Return every line of the data below exactly, but do not include the images.
==== Supplied entries
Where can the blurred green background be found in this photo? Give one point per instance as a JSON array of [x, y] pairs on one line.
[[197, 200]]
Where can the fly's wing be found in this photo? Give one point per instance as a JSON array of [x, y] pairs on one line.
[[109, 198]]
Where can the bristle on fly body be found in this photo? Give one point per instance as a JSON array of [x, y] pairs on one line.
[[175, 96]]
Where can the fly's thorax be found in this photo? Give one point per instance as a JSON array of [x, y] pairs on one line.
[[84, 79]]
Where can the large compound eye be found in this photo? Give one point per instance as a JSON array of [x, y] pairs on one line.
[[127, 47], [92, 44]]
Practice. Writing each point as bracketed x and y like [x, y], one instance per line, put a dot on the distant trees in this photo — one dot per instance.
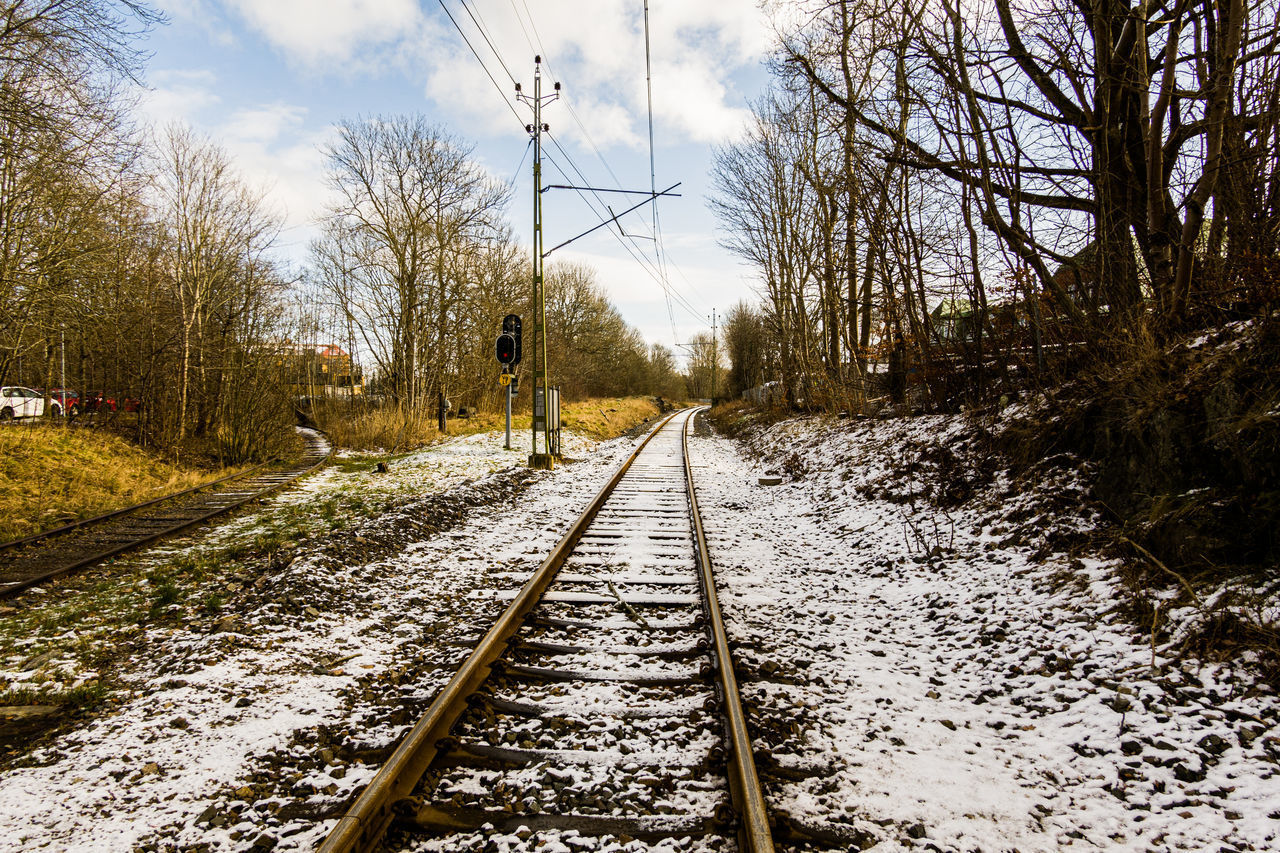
[416, 259]
[131, 265]
[141, 264]
[412, 217]
[1025, 173]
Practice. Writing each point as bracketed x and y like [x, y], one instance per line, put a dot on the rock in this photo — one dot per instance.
[1182, 772]
[1214, 744]
[36, 661]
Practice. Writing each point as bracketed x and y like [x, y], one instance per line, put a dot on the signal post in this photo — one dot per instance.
[508, 350]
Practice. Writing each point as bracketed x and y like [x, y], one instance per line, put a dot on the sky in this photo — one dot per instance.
[269, 80]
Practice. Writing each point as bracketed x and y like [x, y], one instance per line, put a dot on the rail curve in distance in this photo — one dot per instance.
[600, 702]
[45, 556]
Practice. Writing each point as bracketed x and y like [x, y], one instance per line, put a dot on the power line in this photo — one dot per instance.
[630, 246]
[631, 249]
[657, 273]
[471, 48]
[485, 35]
[653, 170]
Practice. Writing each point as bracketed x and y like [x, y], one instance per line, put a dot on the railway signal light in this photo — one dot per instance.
[511, 325]
[506, 349]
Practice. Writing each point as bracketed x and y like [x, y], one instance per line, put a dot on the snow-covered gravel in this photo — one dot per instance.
[923, 678]
[967, 692]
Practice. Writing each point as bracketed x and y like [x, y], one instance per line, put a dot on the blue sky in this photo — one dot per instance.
[268, 80]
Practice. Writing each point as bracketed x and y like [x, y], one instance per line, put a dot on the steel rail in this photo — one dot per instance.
========
▶ [Solution below]:
Where can the blurred green background be found in this photo? Give one point per instance as a JSON array of [x, y] pairs on one line.
[[197, 200]]
Where can the fly's wing be found in this photo? Give one point per instance as a JSON array of [x, y] pairs on one line.
[[109, 198]]
Where can the bristle on fly body be found in this photo? Give one point per instance as a JSON array of [x, y] pairs on one line.
[[175, 96]]
Where can the fly's thorax be found in this photo? Give one point per instance as a JSON array of [x, y] pairs on one line.
[[84, 79]]
Where can the large compound eye be found in this photo? Give one point per instance as a JSON array of [x, y] pairs on one line.
[[127, 47], [92, 44]]
Practice. Writing each point as bracketed x and y like [x, y], one instance per line, put a dot on the distant trees in this photo — one dot per instance.
[416, 259]
[131, 265]
[141, 264]
[412, 217]
[1025, 173]
Practice. Writing each point as bracketed x and y like [x, y], one instance per line, put a dot on the rock in this photo — one dot per instance.
[1182, 772]
[1214, 744]
[36, 661]
Practice. Writing each point as bracketed x and y like [x, y], one instance per line, put a dot on the signal post in this photo — one dot per instance.
[508, 350]
Practice. Writing each point as bracketed x and y like [x, y], one instance per line, put a dot on the sky in this photo — one dot per instance.
[269, 80]
Practice. Writing each point as bracketed x and y like [x, y], one instance per line, put a dot on the rail curve in distance in this photo — one dot per instance.
[600, 702]
[45, 556]
Practice. Writing each point as bracketed x and y like [x, y], one instance per line, put a dot on the power line in this photo — one dot per instance.
[630, 246]
[631, 249]
[657, 273]
[471, 48]
[485, 35]
[653, 170]
Practice. Writing each point as bracketed x and y like [x, y], one instance per line, put a dot on the railway signal light in this photo — one dot per instance.
[511, 325]
[506, 349]
Practice. Writing each point as bracketed x and y like [x, y], one instance per line, put a dot on the snow-covered gravel in this photo — one dot per instance.
[923, 678]
[967, 692]
Practice. Writing each point as bracketed x and y like [x, y], one instance per line, put a dot on the blue sky in this photo — one dot per instance.
[268, 80]
Practice. Writing each point as bracketed x and y like [x, y], one instance per line, put a dot on the steel rail in this photo — one dot per instance.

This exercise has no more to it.